══ Information provided

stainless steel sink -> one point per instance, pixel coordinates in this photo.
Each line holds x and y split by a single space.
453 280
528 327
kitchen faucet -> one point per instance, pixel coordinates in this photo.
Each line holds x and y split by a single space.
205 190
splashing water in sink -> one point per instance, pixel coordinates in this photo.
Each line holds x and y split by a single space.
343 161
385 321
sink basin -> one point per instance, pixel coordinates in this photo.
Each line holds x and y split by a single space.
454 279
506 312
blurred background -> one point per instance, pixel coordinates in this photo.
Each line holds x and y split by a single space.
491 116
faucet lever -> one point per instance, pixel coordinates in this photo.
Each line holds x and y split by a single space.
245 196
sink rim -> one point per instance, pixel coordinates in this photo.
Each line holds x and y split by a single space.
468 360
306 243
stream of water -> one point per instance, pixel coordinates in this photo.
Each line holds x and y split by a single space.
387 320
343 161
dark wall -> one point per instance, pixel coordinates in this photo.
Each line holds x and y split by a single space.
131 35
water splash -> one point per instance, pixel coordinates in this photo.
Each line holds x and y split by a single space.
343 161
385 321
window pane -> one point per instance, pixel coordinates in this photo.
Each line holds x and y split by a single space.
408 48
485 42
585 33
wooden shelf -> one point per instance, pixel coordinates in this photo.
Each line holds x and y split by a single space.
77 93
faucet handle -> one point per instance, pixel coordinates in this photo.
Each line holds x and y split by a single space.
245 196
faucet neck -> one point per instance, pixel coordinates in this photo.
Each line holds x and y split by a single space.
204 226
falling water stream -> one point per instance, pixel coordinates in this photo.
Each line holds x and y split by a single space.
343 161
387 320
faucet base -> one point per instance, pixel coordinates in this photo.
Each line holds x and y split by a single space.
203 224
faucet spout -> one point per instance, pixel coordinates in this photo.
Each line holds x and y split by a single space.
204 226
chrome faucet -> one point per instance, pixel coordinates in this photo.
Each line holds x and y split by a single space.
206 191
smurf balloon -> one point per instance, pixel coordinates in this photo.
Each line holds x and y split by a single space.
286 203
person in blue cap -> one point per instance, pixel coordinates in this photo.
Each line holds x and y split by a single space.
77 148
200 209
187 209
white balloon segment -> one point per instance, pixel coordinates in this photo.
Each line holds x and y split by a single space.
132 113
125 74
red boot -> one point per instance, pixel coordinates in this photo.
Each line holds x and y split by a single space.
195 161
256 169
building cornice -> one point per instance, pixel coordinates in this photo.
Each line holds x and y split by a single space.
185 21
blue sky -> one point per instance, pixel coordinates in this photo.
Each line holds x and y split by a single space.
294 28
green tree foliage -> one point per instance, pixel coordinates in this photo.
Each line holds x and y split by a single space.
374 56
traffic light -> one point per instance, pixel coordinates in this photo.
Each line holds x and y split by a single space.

════

Format every line of the data above as a numbered list with one line per number, and leave out any blank lines.

Answer:
1. stainless steel sink -> one point per instance, pixel coordinates in this photo.
2. Each line holds x and y split by a single space.
3. 453 280
4. 528 327
5. kitchen faucet -> one point per instance, pixel coordinates in this photo.
6. Each line holds x and y split by a single space.
7. 205 190
8. splashing water in sink -> one point per instance, pixel coordinates in this photo.
9. Each line holds x and y split by a single space.
10. 343 161
11. 385 321
12. sink basin -> one point per instance, pixel coordinates in this photo.
13. Each line holds x and y split by a single space.
14. 454 279
15. 506 312
16. blurred background -> one point per instance, pixel coordinates in this photo.
17. Each line holds x and y split by a single space.
18. 491 116
19. faucet lever -> one point per instance, pixel coordinates in this photo.
20. Each line holds x and y split by a single space.
21. 245 196
22. sink rim -> one point per instance, pixel coordinates in this photo.
23. Each line holds x and y split by a single space.
24. 468 360
25. 306 243
26. stream of water -> one point per instance, pixel coordinates in this photo.
27. Each line holds x and y split by a single space.
28. 387 320
29. 343 161
30. dark wall -> one point per instance, pixel coordinates in this photo.
31. Each line holds x and y split by a single space.
32. 131 35
33. water splash -> one point per instance, pixel coordinates in this photo.
34. Each line holds x and y split by a single space.
35. 343 161
36. 385 321
37. window pane -> one point per instance, pixel coordinates in this photo.
38. Each line holds x and y split by a single space.
39. 408 48
40. 485 42
41. 585 33
42. wooden shelf -> one point per instance, pixel coordinates in this photo.
43. Each line holds x and y split by a single space.
44. 77 93
45. faucet handle -> one point per instance, pixel coordinates in this photo.
46. Each line holds x and y split by a single space.
47. 245 196
48. faucet neck -> one point per instance, pixel coordinates in this photo.
49. Each line holds x and y split by a single space.
50. 204 226
51. falling water stream -> one point per instance, pixel coordinates in this photo.
52. Each line holds x and y split by a single space.
53. 343 161
54. 387 320
55. faucet base -> one point per instance, pixel coordinates in this photo.
56. Each line holds x and y split by a single space.
57. 203 224
58. faucet spout -> one point per instance, pixel coordinates in this photo.
59. Each line holds x and y split by a single space.
60. 204 226
61. chrome faucet -> one point per instance, pixel coordinates in this photo.
62. Each line holds x and y split by a single space.
63. 206 191
64. smurf balloon -> one point per instance, pixel coordinates in this photo.
65. Each line holds x and y split by a single space.
66. 286 203
67. person in blue cap -> one point per instance, pixel coordinates in this photo.
68. Each line holds x and y split by a single space.
69. 77 148
70. 200 209
71. 187 209
72. white balloon segment -> one point per instance, pixel coordinates in this photo.
73. Each line holds x and y split by a single space.
74. 132 113
75. 125 74
76. red boot -> one point per instance, pixel coordinates in this photo.
77. Each line holds x and y split by a single space.
78. 195 161
79. 256 169
80. building cornice -> one point per instance, pixel coordinates in this photo.
81. Each line holds x and y split by a single space.
82. 185 21
83. blue sky -> one point per instance, pixel coordinates in this photo.
84. Each line holds x and y split by a single space.
85. 294 28
86. green tree foliage -> one point per instance, pixel coordinates in this photo.
87. Each line holds x and y split by a single space.
88. 374 56
89. traffic light -> one point per instance, pixel coordinates in this photo.
90. Each line holds x and y split by a single space.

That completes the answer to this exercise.